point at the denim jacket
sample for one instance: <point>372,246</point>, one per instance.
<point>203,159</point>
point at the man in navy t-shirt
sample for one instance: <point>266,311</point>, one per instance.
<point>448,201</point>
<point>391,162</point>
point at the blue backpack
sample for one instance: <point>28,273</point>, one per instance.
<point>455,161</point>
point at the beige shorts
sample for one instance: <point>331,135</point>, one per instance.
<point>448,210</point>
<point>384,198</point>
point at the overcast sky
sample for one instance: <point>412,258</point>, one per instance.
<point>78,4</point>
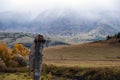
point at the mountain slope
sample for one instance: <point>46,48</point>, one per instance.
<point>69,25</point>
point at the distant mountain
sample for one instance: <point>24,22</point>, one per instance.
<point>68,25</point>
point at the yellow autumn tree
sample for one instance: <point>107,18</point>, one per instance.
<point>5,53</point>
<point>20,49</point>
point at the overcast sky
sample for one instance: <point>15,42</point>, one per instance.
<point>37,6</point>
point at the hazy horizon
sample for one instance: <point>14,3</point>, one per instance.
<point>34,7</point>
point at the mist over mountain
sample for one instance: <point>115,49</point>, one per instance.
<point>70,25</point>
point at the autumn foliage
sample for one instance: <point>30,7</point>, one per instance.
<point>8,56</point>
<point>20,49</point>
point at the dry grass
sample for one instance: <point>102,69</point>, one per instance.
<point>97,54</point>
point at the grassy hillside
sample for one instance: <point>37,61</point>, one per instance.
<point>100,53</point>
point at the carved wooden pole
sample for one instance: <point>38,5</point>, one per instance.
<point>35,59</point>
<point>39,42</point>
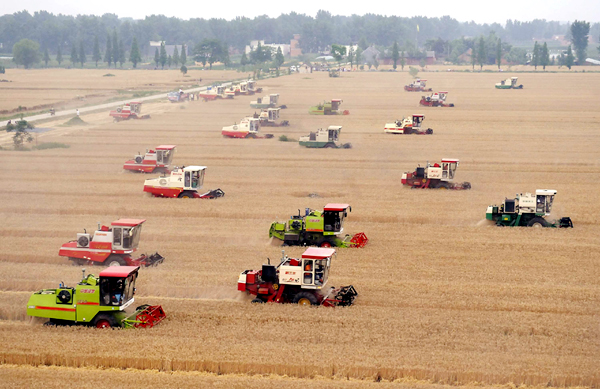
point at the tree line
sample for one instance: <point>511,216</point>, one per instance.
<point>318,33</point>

====================

_Directive_:
Convert the entries into a JSON list of strings, one string per line and no blank lines, starting at the line containing "point at the blue backpack" and ending at the last line of the entries. Leave out the picture markers.

_The output_:
[
  "point at the blue backpack",
  "sample for one instance: <point>28,273</point>, one per instance.",
  "<point>455,161</point>",
  "point at the beige shorts",
  "sample for one instance: <point>331,135</point>, one per instance.",
  "<point>448,210</point>",
  "<point>384,198</point>",
  "point at the overcast sky",
  "sample for one instance: <point>412,258</point>, one per instance.",
  "<point>78,4</point>",
  "point at the mountain slope",
  "sample for one instance: <point>46,48</point>, one per instance.",
  "<point>69,25</point>",
  "point at the distant mountain",
  "sample for one instance: <point>24,22</point>, one per instance.",
  "<point>68,25</point>",
  "point at the yellow autumn tree",
  "sample for one instance: <point>107,18</point>, one per instance.",
  "<point>5,53</point>",
  "<point>20,49</point>",
  "point at the overcast sky",
  "sample for one instance: <point>15,42</point>, one per instance.",
  "<point>37,6</point>",
  "point at the hazy horizon",
  "sample for one instance: <point>14,3</point>, one per instance.",
  "<point>34,7</point>",
  "point at the mist over mountain",
  "sample for one instance: <point>115,49</point>, one per instance.",
  "<point>70,25</point>",
  "point at the autumn foliage",
  "sample for one instance: <point>30,7</point>, one per instance.",
  "<point>8,56</point>",
  "<point>20,49</point>",
  "point at the dry grass",
  "sample for one instance: <point>102,69</point>, one per instance.",
  "<point>97,54</point>",
  "point at the grassy hillside",
  "sample for one instance: <point>37,61</point>, one per instance.",
  "<point>100,53</point>",
  "point at the carved wooden pole",
  "sample for one instance: <point>38,5</point>, one per instance.",
  "<point>35,59</point>",
  "<point>39,42</point>",
  "point at the tree line",
  "sample for one instance: <point>511,216</point>, one per instance.",
  "<point>318,33</point>"
]